Directions:
Retype the records below exactly as they appear, but leave out any pictures.

Material provided:
_ _ _ _ _
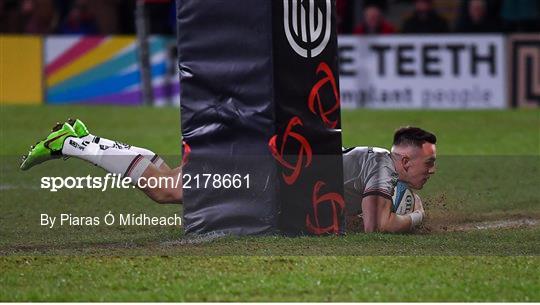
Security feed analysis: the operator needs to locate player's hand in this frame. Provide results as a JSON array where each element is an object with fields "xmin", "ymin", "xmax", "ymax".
[
  {"xmin": 406, "ymin": 193, "xmax": 425, "ymax": 230},
  {"xmin": 413, "ymin": 193, "xmax": 425, "ymax": 217}
]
_ _ _ _ _
Written response:
Security feed analysis: the operator needs to locate player's hand in this frame. Provide results as a JSON array where each element is an object with fields "xmin", "ymin", "xmax", "ymax".
[
  {"xmin": 406, "ymin": 193, "xmax": 425, "ymax": 230},
  {"xmin": 413, "ymin": 193, "xmax": 425, "ymax": 217}
]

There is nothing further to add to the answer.